Material for this task:
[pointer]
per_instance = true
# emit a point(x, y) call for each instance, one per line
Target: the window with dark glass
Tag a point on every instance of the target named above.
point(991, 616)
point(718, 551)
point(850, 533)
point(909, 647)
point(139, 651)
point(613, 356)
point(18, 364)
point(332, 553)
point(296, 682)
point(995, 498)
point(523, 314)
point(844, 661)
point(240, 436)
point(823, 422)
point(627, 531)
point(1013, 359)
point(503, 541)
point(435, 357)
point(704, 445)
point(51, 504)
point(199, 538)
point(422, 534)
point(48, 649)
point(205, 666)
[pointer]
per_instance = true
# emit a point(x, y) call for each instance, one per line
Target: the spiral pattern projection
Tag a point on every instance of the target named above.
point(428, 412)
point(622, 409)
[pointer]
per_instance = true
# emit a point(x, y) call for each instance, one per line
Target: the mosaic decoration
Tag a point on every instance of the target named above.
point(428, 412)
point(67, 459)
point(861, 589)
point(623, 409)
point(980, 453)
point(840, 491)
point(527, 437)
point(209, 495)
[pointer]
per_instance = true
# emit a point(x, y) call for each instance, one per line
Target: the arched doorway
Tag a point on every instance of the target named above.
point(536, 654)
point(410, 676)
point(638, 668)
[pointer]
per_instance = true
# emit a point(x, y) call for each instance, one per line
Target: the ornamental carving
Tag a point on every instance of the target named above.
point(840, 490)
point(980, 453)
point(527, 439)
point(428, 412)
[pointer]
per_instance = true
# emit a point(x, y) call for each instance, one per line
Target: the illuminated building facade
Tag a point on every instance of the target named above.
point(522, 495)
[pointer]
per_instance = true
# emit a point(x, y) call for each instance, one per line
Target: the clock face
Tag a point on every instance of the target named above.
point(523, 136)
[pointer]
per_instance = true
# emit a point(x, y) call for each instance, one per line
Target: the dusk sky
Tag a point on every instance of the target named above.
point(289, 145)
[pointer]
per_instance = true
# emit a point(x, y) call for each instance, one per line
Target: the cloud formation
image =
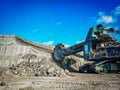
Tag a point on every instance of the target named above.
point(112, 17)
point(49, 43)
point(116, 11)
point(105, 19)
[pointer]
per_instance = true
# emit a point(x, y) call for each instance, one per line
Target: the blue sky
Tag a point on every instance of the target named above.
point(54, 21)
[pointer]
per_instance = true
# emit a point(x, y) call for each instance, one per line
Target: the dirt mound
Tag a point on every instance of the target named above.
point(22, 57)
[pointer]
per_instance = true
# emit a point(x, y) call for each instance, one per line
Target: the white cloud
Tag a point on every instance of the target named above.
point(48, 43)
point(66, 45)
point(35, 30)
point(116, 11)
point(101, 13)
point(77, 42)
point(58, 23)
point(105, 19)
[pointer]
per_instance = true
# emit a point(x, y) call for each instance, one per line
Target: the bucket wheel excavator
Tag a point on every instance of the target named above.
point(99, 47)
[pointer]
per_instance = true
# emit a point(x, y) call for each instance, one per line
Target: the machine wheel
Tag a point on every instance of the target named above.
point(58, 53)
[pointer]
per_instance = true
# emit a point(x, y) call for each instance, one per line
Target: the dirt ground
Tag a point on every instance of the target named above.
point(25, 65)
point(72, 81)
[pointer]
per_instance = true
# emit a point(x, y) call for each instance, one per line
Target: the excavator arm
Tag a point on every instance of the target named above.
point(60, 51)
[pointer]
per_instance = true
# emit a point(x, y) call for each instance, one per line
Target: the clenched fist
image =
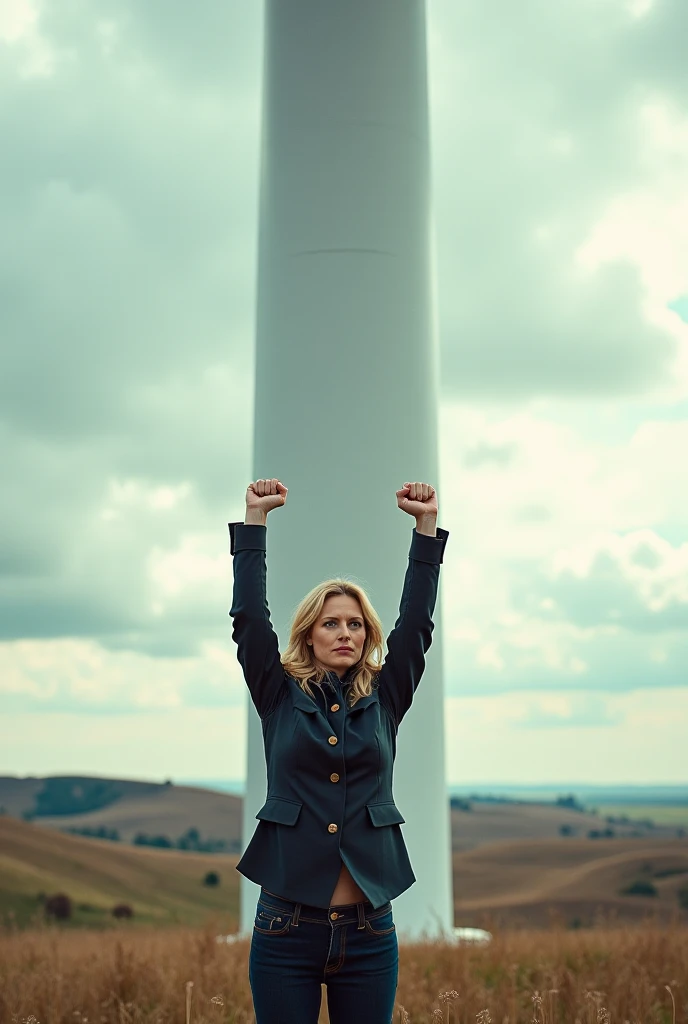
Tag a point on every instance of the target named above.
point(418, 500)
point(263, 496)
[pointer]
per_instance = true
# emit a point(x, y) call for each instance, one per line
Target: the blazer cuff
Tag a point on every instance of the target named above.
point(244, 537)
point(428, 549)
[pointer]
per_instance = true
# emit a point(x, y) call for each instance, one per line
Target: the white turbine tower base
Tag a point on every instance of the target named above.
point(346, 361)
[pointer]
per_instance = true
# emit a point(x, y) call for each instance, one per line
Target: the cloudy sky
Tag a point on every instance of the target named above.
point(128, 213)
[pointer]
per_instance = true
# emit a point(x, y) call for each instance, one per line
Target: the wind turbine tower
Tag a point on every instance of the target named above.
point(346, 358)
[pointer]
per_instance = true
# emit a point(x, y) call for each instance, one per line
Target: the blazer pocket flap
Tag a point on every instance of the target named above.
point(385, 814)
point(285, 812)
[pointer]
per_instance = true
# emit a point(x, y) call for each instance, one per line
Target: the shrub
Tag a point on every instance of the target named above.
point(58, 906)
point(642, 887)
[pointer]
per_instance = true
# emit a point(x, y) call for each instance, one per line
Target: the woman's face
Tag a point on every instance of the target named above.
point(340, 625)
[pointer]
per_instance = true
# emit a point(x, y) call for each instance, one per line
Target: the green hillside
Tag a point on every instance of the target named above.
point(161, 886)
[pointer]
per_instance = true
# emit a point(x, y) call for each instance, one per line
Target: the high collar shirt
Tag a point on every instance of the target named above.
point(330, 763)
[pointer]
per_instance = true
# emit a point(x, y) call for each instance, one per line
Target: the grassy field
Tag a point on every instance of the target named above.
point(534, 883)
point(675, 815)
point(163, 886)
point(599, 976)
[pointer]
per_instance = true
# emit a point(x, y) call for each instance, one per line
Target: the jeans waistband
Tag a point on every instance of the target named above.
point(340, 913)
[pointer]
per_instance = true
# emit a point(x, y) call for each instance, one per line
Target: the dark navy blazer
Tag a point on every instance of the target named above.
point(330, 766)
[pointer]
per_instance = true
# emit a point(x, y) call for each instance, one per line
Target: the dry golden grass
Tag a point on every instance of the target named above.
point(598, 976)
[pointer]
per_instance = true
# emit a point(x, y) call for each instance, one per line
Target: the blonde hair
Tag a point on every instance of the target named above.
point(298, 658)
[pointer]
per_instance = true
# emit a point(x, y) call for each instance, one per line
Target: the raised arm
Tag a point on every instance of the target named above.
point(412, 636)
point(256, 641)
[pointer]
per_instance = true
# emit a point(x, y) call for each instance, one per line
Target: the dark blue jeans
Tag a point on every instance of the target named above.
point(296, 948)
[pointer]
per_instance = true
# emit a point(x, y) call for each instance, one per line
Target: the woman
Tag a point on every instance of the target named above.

Exercise: Each line with the word "excavator" in the records above belongs in the result; copy all of them.

Exercise answer:
Target: the bucket wheel excavator
Target: the excavator arm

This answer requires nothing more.